**Brief 1**
Rewrite the stretch from "I am an amateur" through "fair. Please help..." in the thread on pricing photography work, swapping "bakery" for "cafe".

**Passage provided**
◇ ◇ ◇

# What to charge



## TGardner1378 (May 11, 2017)

I am an amateur looking to rise through the ranks to professional. Last month, I displayed at a bakery and put out business cards. In doing so, I received a message from a couple who have an online ribbon business. They would like me to take photos of their products and teach them how to use their new digital camera. I've never done any kind of photo shoot before. My photos are mainly of nature. I have no clue as to what to charge...?? What is reasonable being that I'm an amateur?? If they have a price in mind, I'd like to know what fair. Please help...


----------



## Gary A. (May 11, 2017)

Honesty is always the best path. I would tell them of your dilemma, 1st client, not your genre, et cetera as opposed to winging it. I would have a frank discussion that you don't want to charge them for your "learning time". When I was starting out on the professional path, I wouldn't charge for my time but for the prints. Another route is for them to decide, at the end of the project, what your time and skill are worth. Usually product/commercial require lighting and often a studio.  Do you have the hardware and/or access to the hardware for the job?  I wasn't a commercial photog, so I cannot comment on rates. I'm sure some commercial guys/gals will jump in with more in-depth info.


----------



## table1349 (May 11, 2017)

◇ ◇ ◇

**Brief 2**
Copy out each line in the listing that contains the string "calf".

**Records to use**
◇ ◇ ◇

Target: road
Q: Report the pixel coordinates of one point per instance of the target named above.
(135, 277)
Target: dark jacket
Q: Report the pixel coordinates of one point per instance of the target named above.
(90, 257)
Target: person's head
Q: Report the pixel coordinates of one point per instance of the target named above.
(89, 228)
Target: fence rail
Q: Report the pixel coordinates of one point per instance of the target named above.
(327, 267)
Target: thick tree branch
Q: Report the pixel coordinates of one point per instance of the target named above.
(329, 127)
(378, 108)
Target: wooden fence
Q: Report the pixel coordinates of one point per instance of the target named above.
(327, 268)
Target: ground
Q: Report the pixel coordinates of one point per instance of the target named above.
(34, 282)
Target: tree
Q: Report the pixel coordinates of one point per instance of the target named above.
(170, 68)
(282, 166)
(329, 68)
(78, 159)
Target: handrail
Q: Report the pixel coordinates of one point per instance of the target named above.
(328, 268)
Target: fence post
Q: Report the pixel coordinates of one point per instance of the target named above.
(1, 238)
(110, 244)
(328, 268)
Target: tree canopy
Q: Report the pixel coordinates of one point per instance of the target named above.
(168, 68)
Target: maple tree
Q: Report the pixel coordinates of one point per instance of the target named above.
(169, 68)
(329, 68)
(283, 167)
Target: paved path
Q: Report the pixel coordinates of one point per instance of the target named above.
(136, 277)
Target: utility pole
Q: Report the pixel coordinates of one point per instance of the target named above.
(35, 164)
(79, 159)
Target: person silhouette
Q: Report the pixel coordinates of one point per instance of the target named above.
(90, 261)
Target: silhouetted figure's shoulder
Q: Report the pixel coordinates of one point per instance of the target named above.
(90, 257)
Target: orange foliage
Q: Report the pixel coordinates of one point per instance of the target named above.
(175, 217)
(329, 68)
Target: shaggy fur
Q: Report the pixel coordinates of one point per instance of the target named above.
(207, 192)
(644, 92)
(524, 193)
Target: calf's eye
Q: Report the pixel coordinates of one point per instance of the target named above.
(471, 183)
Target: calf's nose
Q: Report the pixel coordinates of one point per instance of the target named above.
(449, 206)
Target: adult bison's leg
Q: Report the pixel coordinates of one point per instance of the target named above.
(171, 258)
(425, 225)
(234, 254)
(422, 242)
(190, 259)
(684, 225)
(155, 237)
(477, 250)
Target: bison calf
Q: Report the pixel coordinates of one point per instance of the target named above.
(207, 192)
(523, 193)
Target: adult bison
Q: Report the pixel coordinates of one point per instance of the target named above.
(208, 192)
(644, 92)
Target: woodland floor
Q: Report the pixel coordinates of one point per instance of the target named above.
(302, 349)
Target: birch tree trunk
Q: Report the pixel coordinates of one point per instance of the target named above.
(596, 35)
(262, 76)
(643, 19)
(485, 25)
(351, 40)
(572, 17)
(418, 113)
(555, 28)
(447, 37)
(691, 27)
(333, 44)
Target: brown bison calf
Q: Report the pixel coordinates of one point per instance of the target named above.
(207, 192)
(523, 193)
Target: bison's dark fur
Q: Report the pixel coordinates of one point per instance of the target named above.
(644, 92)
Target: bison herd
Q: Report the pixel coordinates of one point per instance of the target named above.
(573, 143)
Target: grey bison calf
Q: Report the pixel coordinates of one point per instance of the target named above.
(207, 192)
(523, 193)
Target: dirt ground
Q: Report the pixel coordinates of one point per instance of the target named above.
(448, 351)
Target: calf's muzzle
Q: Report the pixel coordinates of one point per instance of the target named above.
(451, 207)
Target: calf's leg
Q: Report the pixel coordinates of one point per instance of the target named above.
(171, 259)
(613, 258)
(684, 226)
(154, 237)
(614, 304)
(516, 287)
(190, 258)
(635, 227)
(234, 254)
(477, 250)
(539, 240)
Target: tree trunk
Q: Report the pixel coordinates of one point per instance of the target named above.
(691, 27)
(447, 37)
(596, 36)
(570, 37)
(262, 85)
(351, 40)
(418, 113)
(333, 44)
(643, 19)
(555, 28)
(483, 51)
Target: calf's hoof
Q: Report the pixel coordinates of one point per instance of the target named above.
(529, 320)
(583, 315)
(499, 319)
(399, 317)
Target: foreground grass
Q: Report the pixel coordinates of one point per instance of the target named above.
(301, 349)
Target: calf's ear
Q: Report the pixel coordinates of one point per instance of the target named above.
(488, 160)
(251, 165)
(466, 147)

◇ ◇ ◇

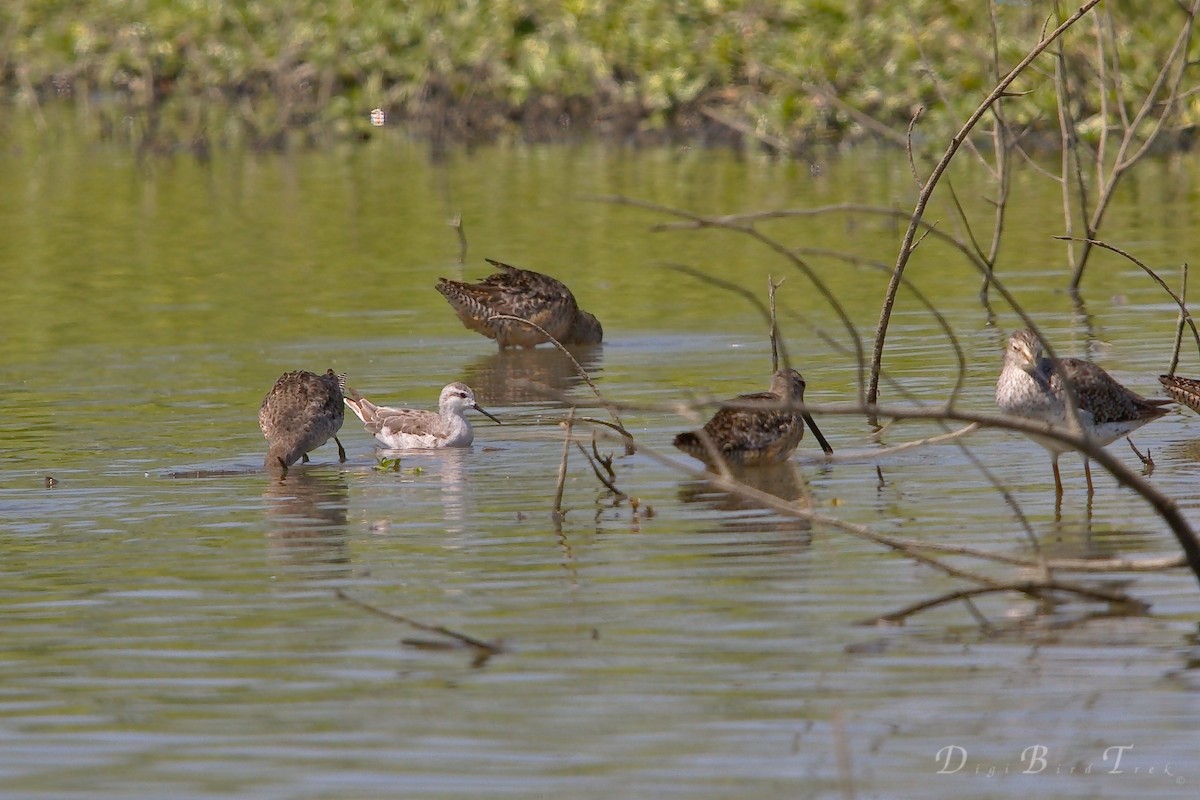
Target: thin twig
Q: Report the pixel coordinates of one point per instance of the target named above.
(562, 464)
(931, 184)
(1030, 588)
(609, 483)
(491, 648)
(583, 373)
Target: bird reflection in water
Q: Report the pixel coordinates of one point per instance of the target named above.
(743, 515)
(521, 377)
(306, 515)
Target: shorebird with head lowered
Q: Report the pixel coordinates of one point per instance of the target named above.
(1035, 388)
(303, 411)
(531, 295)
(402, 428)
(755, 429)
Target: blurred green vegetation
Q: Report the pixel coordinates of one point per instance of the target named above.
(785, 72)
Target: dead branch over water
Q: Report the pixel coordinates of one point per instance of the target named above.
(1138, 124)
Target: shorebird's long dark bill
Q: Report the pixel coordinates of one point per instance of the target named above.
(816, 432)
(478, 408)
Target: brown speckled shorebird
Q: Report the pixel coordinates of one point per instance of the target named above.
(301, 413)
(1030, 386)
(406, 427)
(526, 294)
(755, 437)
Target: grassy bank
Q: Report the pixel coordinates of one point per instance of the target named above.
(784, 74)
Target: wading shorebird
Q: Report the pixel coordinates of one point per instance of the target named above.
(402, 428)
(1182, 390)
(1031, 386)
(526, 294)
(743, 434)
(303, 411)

◇ ◇ ◇

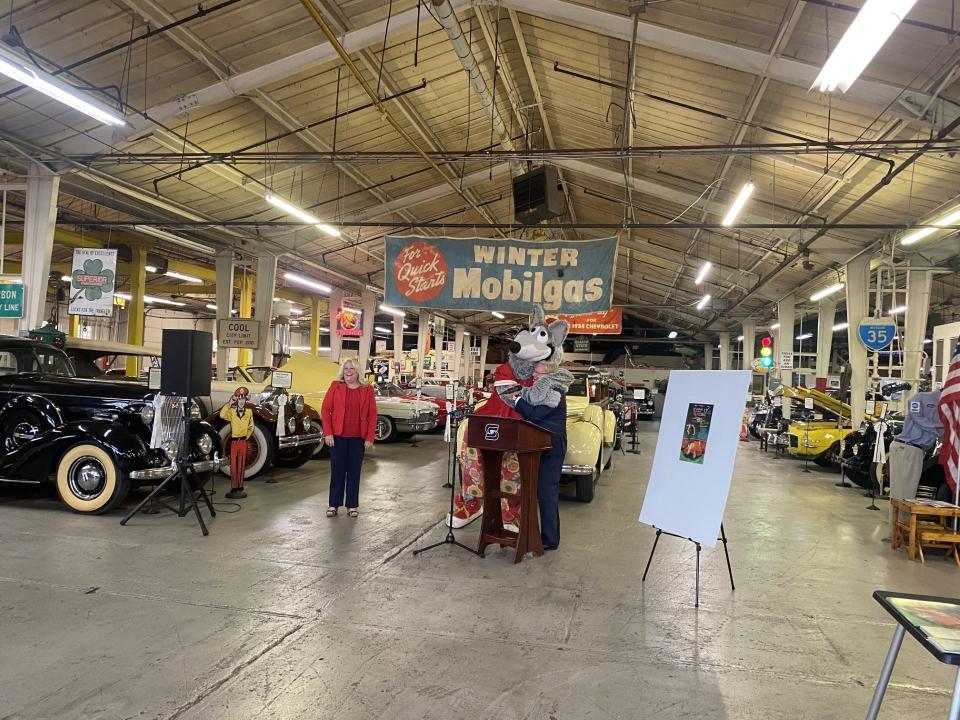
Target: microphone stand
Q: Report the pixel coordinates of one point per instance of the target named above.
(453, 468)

◇ ◇ ◇

**Correct output 1**
I am an amateur looking to rise through the ranks to professional. Last month, I displayed at a cafe and put out business cards. In doing so, I received a message from a couple who have an online ribbon business. They would like me to take photos of their products and teach them how to use their new digital camera. I've never done any kind of photo shoot before. My photos are mainly of nature. I have no clue as to what to charge...?? What is reasonable being that I'm an amateur?? If they have a price in mind, I'd like to know what fair. Please help...

**Correct output 2**
Target: calf's eye
Target: calf's nose
Target: bison calf
Target: brown bison calf
Target: grey bison calf
Target: calf's muzzle
Target: calf's leg
Target: calf's hoof
Target: calf's ear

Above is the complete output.